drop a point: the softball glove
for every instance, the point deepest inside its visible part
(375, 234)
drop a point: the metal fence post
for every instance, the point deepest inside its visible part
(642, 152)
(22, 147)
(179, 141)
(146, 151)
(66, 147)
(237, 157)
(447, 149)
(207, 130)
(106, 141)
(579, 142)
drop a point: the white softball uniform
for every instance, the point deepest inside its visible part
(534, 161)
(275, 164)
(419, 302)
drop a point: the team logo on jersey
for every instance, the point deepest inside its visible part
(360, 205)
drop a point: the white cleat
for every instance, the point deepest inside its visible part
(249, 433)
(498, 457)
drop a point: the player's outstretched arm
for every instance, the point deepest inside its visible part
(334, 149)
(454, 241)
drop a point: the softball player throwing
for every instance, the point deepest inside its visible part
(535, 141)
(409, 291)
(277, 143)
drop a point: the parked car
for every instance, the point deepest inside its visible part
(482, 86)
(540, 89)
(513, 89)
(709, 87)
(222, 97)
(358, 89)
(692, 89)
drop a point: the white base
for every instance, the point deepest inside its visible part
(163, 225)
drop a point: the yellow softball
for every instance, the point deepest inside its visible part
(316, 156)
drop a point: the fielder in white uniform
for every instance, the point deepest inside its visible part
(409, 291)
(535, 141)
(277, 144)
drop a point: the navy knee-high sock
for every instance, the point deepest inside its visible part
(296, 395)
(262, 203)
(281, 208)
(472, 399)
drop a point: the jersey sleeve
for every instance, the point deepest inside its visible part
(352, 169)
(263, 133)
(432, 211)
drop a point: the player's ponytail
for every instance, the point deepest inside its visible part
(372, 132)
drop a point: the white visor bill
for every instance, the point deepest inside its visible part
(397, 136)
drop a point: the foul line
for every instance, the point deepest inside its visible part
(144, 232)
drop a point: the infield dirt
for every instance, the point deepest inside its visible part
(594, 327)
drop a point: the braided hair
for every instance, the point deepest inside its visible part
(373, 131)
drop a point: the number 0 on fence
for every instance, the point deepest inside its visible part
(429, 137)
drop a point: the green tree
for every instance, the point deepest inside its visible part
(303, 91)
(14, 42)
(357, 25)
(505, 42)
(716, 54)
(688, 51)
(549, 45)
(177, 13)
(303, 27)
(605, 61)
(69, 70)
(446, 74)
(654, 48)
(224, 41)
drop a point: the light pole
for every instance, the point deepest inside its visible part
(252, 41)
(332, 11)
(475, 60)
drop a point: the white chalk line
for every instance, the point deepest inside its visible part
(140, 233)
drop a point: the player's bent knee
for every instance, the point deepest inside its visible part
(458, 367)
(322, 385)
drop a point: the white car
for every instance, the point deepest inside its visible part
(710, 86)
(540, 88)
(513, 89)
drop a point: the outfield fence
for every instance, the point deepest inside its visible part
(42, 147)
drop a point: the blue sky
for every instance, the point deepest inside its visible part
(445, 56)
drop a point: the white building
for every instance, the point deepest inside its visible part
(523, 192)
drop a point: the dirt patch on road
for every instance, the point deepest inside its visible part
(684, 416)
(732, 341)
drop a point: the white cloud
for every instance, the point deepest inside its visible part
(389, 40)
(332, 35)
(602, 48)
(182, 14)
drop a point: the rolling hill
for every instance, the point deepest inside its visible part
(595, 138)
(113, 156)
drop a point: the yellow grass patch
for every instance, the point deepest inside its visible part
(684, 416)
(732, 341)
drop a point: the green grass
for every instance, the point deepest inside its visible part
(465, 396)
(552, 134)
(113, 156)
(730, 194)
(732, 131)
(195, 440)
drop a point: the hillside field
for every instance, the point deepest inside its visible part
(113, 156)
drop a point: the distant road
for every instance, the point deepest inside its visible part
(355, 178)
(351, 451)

The request: Convert every line of the listing above into a numbered list, skipping any blank lines.

Worked answer:
1. drop a point: the softball glove
2. for every instance, the point deepest inside its visible part
3. (375, 234)
4. drop a point: the metal fence post
5. for every instance, the point deepest inside its visible part
6. (642, 152)
7. (22, 147)
8. (179, 141)
9. (146, 151)
10. (66, 147)
11. (237, 157)
12. (447, 149)
13. (207, 130)
14. (106, 141)
15. (579, 142)
16. drop a point: the white softball uniform
17. for every instance, the point deepest inside its visible part
18. (534, 161)
19. (275, 164)
20. (419, 302)
21. drop a point: the team logo on jersey
22. for every instance, the point deepest inside its visible part
23. (360, 205)
24. drop a point: the white cleat
25. for every instance, the point deepest inside its visible part
26. (249, 433)
27. (498, 457)
28. drop a point: the player's outstretched arm
29. for every instance, the point deepest inside its visible part
30. (334, 149)
31. (454, 241)
32. drop a point: the softball player throwing
33. for every instance, the point deepest inside its visible part
34. (535, 141)
35. (409, 291)
36. (277, 143)
37. drop a point: the parked car
38. for every instance, the point deepest inside its visible part
39. (482, 86)
40. (540, 89)
41. (513, 89)
42. (709, 87)
43. (222, 97)
44. (358, 89)
45. (692, 89)
46. drop a point: the white base
47. for every instance, the point deepest inside its visible part
48. (163, 225)
49. drop a point: the yellow softball
50. for every instance, the point deepest inside its visible part
51. (316, 156)
52. drop a point: the fielder in white uniform
53. for every instance, the point deepest inside its visible part
54. (409, 291)
55. (535, 141)
56. (277, 144)
57. drop a point: the navy knee-high sock
58. for every instance, the point deepest inside its visible part
59. (296, 395)
60. (262, 203)
61. (281, 208)
62. (472, 399)
63. drop a point: the jersey sleeve
64. for every instance, the point deepest inside its visible part
65. (352, 169)
66. (263, 133)
67. (432, 211)
68. drop a point: the player's ponytail
69. for every instance, the point deepest inside its visible part
70. (372, 132)
71. drop a point: the white visor bill
72. for every instance, the point deepest inside its visible part
73. (397, 136)
74. drop a point: the foul line
75. for every instance, the point deepest inside its visible part
76. (144, 232)
77. drop a point: the infield dirt
78. for every instance, the point deepest inside its visible part
79. (594, 327)
80. drop a point: the braided hair
81. for every instance, the point deepest inside its visible part
82. (373, 131)
83. drop a point: the number 0 on fence
84. for every instance, the point deepest inside its visible part
85. (429, 137)
86. drop a point: the green tree
87. for every instance, the point deepest inside its visible part
88. (303, 91)
89. (14, 42)
90. (357, 25)
91. (505, 42)
92. (716, 54)
93. (688, 51)
94. (549, 45)
95. (177, 13)
96. (303, 27)
97. (605, 61)
98. (69, 70)
99. (446, 74)
100. (654, 48)
101. (224, 41)
102. drop a point: the light pole
103. for every instance, the point deepest inside its visible part
104. (252, 41)
105. (332, 11)
106. (475, 60)
107. drop a point: the white chalk line
108. for every instance, the point deepest inside its visible part
109. (140, 233)
110. drop a point: the player's bent knee
111. for every instance, the point deepest inside its visible part
112. (458, 367)
113. (322, 385)
114. drop a point: the white car
115. for every instance, the point deepest inside its visible part
116. (710, 86)
117. (540, 88)
118. (513, 89)
119. drop a point: the outfield fence
120. for every instance, the point deepest inside its visible part
121. (42, 147)
122. drop a point: the blue sky
123. for every instance, the point deepest inside its visible part
124. (445, 56)
125. drop a point: the white building
126. for every instance, the point deepest inside its visible part
127. (523, 192)
128. drop a point: the dirt patch on road
129. for every instance, the point deepest inside its visible part
130. (684, 416)
131. (732, 341)
132. drop a point: the white cloud
133. for every instance, the point deepest inside its visible part
134. (389, 40)
135. (332, 35)
136. (602, 48)
137. (182, 14)
138. drop a point: the rolling hill
139. for every instance, the point deepest inside its visible part
140. (595, 138)
141. (113, 156)
142. drop a point: the yellow grass patch
143. for every instance, the point deepest inside its visible part
144. (684, 416)
145. (732, 341)
146. drop a point: the green grass
147. for every instance, the point deepest inside its visible part
148. (465, 396)
149. (552, 134)
150. (113, 156)
151. (730, 194)
152. (732, 131)
153. (195, 440)
154. drop a point: the hillside field
155. for every instance, the point deepest inside its visible part
156. (113, 156)
157. drop a point: the distant road
158. for every instance, the point deepest inside its visible part
159. (355, 178)
160. (351, 451)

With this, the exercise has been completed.